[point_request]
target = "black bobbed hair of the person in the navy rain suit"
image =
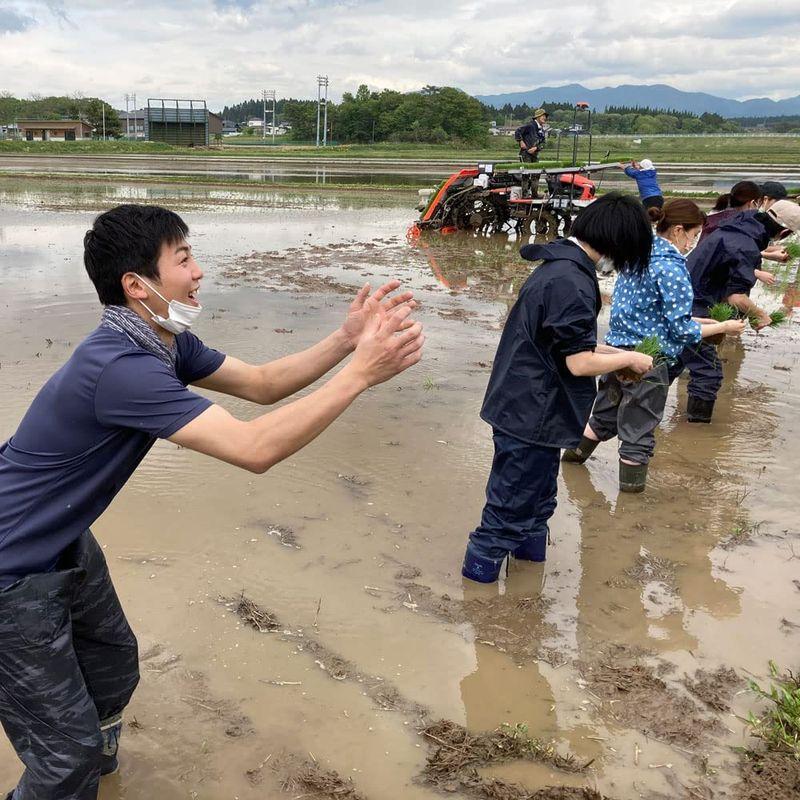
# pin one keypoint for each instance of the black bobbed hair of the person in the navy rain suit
(617, 226)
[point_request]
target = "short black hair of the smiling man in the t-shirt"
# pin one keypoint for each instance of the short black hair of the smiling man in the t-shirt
(128, 239)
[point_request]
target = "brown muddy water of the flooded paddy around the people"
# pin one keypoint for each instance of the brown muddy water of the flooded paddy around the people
(355, 543)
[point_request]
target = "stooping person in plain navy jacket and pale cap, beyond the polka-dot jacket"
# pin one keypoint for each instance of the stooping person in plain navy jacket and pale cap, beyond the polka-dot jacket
(722, 268)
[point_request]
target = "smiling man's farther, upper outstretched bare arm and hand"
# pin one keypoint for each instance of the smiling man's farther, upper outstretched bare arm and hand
(268, 383)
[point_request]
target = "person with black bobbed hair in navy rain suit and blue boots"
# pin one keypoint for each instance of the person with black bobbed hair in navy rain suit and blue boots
(542, 384)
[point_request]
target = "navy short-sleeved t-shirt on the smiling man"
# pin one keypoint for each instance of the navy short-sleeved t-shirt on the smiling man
(83, 436)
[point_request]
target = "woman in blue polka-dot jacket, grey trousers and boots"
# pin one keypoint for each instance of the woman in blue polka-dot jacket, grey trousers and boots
(654, 302)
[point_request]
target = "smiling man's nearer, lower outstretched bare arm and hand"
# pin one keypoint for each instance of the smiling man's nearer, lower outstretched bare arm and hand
(386, 347)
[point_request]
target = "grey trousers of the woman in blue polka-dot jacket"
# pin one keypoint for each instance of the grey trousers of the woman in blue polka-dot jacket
(631, 411)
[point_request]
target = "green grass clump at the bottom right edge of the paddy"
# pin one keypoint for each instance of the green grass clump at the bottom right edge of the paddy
(779, 725)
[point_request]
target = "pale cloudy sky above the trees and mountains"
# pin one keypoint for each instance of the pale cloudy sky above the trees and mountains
(228, 50)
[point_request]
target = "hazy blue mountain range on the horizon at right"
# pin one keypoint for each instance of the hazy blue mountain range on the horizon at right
(657, 95)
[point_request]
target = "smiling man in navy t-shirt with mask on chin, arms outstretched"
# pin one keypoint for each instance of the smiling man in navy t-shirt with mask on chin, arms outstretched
(68, 658)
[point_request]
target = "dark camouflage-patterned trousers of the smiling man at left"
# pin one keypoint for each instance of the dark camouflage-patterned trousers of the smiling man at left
(68, 659)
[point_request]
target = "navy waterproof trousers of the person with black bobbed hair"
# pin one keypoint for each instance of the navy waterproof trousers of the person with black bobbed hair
(520, 496)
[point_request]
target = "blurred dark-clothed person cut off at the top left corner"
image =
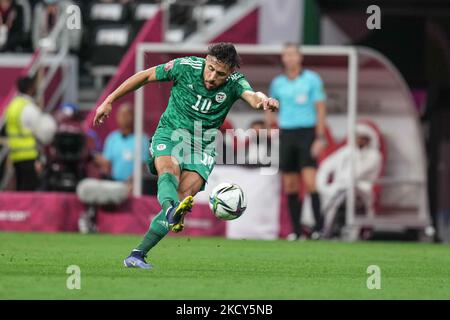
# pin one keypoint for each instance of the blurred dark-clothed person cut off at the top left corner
(11, 26)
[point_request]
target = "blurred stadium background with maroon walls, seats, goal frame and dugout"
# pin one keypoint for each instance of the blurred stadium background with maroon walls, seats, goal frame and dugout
(396, 78)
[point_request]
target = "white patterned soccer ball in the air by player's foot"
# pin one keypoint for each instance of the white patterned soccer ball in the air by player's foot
(227, 201)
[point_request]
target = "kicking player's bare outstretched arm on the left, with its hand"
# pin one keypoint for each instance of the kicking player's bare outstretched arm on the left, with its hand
(132, 83)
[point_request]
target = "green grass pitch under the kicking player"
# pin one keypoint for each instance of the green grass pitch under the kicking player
(33, 266)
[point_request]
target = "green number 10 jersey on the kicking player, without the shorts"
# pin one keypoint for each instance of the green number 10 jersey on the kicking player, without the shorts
(191, 102)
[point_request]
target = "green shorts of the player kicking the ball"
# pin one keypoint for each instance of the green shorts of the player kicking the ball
(189, 157)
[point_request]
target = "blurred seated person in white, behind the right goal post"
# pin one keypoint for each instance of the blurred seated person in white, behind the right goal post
(333, 177)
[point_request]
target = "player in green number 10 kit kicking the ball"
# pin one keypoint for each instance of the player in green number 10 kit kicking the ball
(203, 92)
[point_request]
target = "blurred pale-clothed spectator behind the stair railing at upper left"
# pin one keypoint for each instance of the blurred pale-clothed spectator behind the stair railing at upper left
(45, 18)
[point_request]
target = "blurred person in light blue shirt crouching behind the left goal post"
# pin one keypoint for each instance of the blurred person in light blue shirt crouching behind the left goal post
(116, 165)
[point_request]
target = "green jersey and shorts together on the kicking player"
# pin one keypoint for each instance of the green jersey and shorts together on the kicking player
(188, 127)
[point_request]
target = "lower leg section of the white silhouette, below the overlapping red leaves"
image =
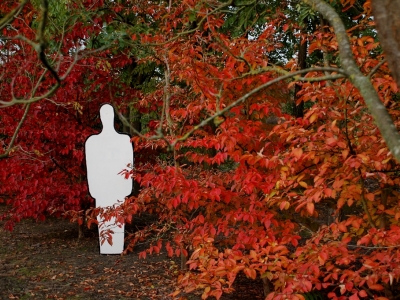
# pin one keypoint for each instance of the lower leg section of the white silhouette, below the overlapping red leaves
(116, 232)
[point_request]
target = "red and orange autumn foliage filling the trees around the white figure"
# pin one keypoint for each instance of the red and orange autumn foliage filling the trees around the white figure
(237, 183)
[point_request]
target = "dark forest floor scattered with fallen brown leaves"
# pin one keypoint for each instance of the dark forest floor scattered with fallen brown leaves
(45, 260)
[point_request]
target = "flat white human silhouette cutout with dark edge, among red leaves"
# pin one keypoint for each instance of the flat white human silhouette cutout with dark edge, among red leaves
(107, 154)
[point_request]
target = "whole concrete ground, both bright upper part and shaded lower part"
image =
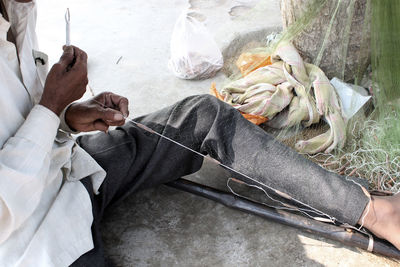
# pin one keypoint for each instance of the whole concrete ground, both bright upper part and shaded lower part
(162, 226)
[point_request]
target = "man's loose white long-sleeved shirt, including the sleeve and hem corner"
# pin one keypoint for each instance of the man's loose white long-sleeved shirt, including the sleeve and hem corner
(45, 212)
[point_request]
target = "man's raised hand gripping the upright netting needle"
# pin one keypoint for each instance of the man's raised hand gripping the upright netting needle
(66, 81)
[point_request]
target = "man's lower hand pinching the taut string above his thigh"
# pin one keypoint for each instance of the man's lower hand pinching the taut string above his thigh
(104, 110)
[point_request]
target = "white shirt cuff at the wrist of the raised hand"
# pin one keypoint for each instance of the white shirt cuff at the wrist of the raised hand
(40, 127)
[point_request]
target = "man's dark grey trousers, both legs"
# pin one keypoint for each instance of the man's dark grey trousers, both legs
(135, 159)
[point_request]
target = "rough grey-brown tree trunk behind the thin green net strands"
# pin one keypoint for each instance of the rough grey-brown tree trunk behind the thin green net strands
(346, 56)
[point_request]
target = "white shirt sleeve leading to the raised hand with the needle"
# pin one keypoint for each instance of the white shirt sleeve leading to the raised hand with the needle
(24, 166)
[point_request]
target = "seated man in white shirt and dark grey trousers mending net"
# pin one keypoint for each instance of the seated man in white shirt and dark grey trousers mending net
(53, 192)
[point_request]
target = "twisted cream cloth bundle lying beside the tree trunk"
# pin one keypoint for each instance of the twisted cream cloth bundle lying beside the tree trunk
(299, 88)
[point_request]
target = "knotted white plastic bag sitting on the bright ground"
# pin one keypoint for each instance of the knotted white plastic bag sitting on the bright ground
(194, 53)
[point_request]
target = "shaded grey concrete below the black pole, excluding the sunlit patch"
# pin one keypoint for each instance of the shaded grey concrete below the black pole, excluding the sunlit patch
(166, 227)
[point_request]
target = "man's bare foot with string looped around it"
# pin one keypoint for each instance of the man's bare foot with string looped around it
(383, 218)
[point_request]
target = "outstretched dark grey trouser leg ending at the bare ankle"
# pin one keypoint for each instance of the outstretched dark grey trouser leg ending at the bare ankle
(211, 127)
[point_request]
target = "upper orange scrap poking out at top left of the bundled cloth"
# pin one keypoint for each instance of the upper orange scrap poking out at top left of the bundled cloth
(248, 62)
================================
Repeat the data exactly, excluding the pictures.

▶ RESPONSE AREA
[point_request]
target = "black bobbed hair of the person in the navy rain suit"
image =
# pin one keypoint for each instance of the black bobbed hair of the person in the navy rain suit
(617, 226)
[point_request]
target = "short black hair of the smiling man in the t-shirt"
# pin one keypoint for each instance of the short black hair of the smiling man in the t-shirt
(128, 239)
[point_request]
target = "brown muddy water of the flooded paddy around the people"
# pin one keypoint for each instance of the brown muddy water of the flooded paddy around the people
(355, 543)
[point_request]
target = "stooping person in plain navy jacket and pale cap, beyond the polka-dot jacket"
# pin one keypoint for each instance of the stooping person in plain navy jacket and pale cap, beyond the polka-dot jacket
(722, 268)
[point_request]
target = "smiling man's farther, upper outstretched bare arm and hand"
# pin one keypoint for each instance of the smiling man's farther, upper outstretched bare arm and hand
(268, 383)
[point_request]
target = "person with black bobbed hair in navy rain suit and blue boots"
# pin one keypoint for each instance of the person with black bobbed hair in navy rain suit and blue boots
(542, 384)
[point_request]
target = "navy short-sleeved t-shirt on the smiling man"
# pin one keypoint for each instance of the navy short-sleeved t-shirt on the smiling man
(83, 436)
[point_request]
target = "woman in blue polka-dot jacket, grey trousers and boots"
# pin one keypoint for each instance of the woman in blue polka-dot jacket, grey trousers and boots
(654, 302)
[point_request]
target = "smiling man's nearer, lower outstretched bare arm and hand"
# pin one keypoint for each instance of the smiling man's nearer, lower outstretched bare arm and hand
(386, 347)
[point_request]
target = "grey trousers of the woman in blue polka-dot jacket"
# pin one keypoint for each instance of the grey trousers of the woman in blue polka-dot jacket
(631, 411)
[point_request]
target = "green grass clump at the bottom right edge of the paddy"
# pin one keypoint for each instance of the green grass clump at the bottom right edge of the paddy
(779, 725)
[point_request]
target = "pale cloudy sky above the trees and mountains"
# pin one keypoint for each instance of the pale cloudy sky above the trees and mountains
(228, 50)
[point_request]
target = "hazy blue mountain range on the horizon at right"
# pin one keypoint for each instance of the hazy blue mountain range on the horizon at right
(657, 95)
[point_request]
target = "smiling man in navy t-shirt with mask on chin, arms outstretched"
# pin one keypoint for each instance of the smiling man in navy t-shirt with mask on chin, arms outstretched
(68, 658)
[point_request]
target = "dark camouflage-patterned trousers of the smiling man at left"
# pin one keypoint for each instance of the dark camouflage-patterned trousers of the smiling man at left
(68, 659)
[point_request]
target = "navy waterproof trousers of the person with black bobbed hair"
# pin one keypoint for each instance of the navy waterproof trousers of the person with black bobbed hair
(520, 496)
[point_request]
target = "blurred dark-clothed person cut off at the top left corner"
image =
# pin one keypoint for each instance of the blurred dark-clothed person cut off at the top left corner
(11, 26)
[point_request]
target = "blurred stadium background with maroon walls, seats, goal frame and dugout"
# pin one keypoint for each instance of the blurred stadium background with maroon walls, seats, goal frame and dugout
(396, 78)
[point_request]
target = "white patterned soccer ball in the air by player's foot"
# pin one keypoint for each instance of the white patterned soccer ball in the air by player's foot
(227, 201)
[point_request]
target = "kicking player's bare outstretched arm on the left, with its hand"
# pin one keypoint for each instance of the kicking player's bare outstretched arm on the left, with its hand
(132, 83)
[point_request]
target = "green grass pitch under the kicking player"
# pin one keypoint for each instance of the green grass pitch under the kicking player
(33, 266)
[point_request]
target = "green number 10 jersey on the kicking player, without the shorts"
# pin one keypoint for each instance of the green number 10 jersey on the kicking player, without the shorts
(191, 102)
[point_request]
target = "green shorts of the player kicking the ball"
# pin one keypoint for each instance of the green shorts of the player kicking the ball
(189, 157)
[point_request]
target = "blurred seated person in white, behind the right goal post"
# pin one keypoint for each instance of the blurred seated person in white, behind the right goal post
(333, 177)
[point_request]
target = "player in green number 10 kit kicking the ball"
# pin one keypoint for each instance of the player in green number 10 kit kicking the ball
(203, 92)
[point_request]
target = "blurred pale-clothed spectator behind the stair railing at upper left"
# pin one keypoint for each instance of the blurred pale-clothed spectator behind the stair railing at upper left
(45, 18)
[point_request]
target = "blurred person in light blue shirt crouching behind the left goal post"
# pin one keypoint for each instance of the blurred person in light blue shirt crouching behind the left goal post
(116, 165)
[point_request]
target = "green jersey and shorts together on the kicking player"
# pin one keypoint for each instance of the green jersey and shorts together on the kicking player
(188, 127)
[point_request]
target = "lower leg section of the white silhouette, below the overlapping red leaves"
image =
# pin one keypoint for each instance of the lower leg section of the white silhouette, below the overlapping red leaves
(116, 232)
[point_request]
target = "red and orange autumn foliage filling the trees around the white figure"
# pin one keypoint for each instance of the red and orange autumn foliage filling the trees around the white figure
(237, 183)
[point_request]
target = "dark forest floor scattered with fallen brown leaves"
# pin one keypoint for each instance of the dark forest floor scattered with fallen brown leaves
(45, 260)
[point_request]
target = "flat white human silhouette cutout with dark edge, among red leaves"
# pin one keypoint for each instance of the flat white human silhouette cutout with dark edge, among red leaves
(107, 154)
[point_request]
target = "whole concrete ground, both bright upper part and shaded lower part"
image =
# pin one keypoint for each instance of the whole concrete ground, both bright upper part and shaded lower part
(162, 226)
[point_request]
target = "man's loose white long-sleeved shirt, including the sleeve and hem corner"
# pin one keypoint for each instance of the man's loose white long-sleeved shirt, including the sleeve and hem corner
(45, 212)
[point_request]
target = "man's raised hand gripping the upright netting needle"
# pin one keypoint for each instance of the man's raised hand gripping the upright netting needle
(66, 81)
[point_request]
target = "man's lower hand pinching the taut string above his thigh"
# pin one keypoint for each instance of the man's lower hand pinching the taut string above his thigh
(104, 110)
[point_request]
target = "white shirt cuff at the wrist of the raised hand"
# pin one keypoint for each instance of the white shirt cuff at the wrist of the raised hand
(40, 127)
[point_request]
target = "man's dark grey trousers, both legs"
# pin one keypoint for each instance of the man's dark grey trousers, both legs
(135, 159)
[point_request]
target = "rough grey-brown tree trunk behind the thin green net strands"
# pin one keypoint for each instance of the rough grey-brown tree trunk behind the thin green net strands
(346, 56)
[point_request]
target = "white shirt sleeve leading to the raised hand with the needle"
# pin one keypoint for each instance of the white shirt sleeve leading to the raised hand with the needle
(24, 166)
[point_request]
target = "seated man in white shirt and dark grey trousers mending net"
# pin one keypoint for each instance of the seated man in white shirt and dark grey trousers mending net
(53, 192)
[point_request]
target = "twisted cream cloth bundle lying beside the tree trunk"
# pin one keypoint for each instance of the twisted cream cloth bundle lying beside the tree trunk
(299, 88)
[point_request]
target = "knotted white plastic bag sitting on the bright ground"
# pin one keypoint for each instance of the knotted white plastic bag sitting on the bright ground
(194, 53)
[point_request]
target = "shaded grey concrete below the black pole, excluding the sunlit patch"
# pin one keypoint for each instance of the shaded grey concrete below the black pole, excluding the sunlit patch
(166, 227)
[point_request]
target = "man's bare foot with string looped around it"
# pin one keypoint for each instance of the man's bare foot with string looped around it
(383, 218)
[point_request]
target = "outstretched dark grey trouser leg ending at the bare ankle"
# pin one keypoint for each instance of the outstretched dark grey trouser leg ending at the bare ankle
(211, 127)
[point_request]
target = "upper orange scrap poking out at top left of the bundled cloth"
# pin one keypoint for each instance of the upper orange scrap poking out at top left of the bundled cloth
(248, 62)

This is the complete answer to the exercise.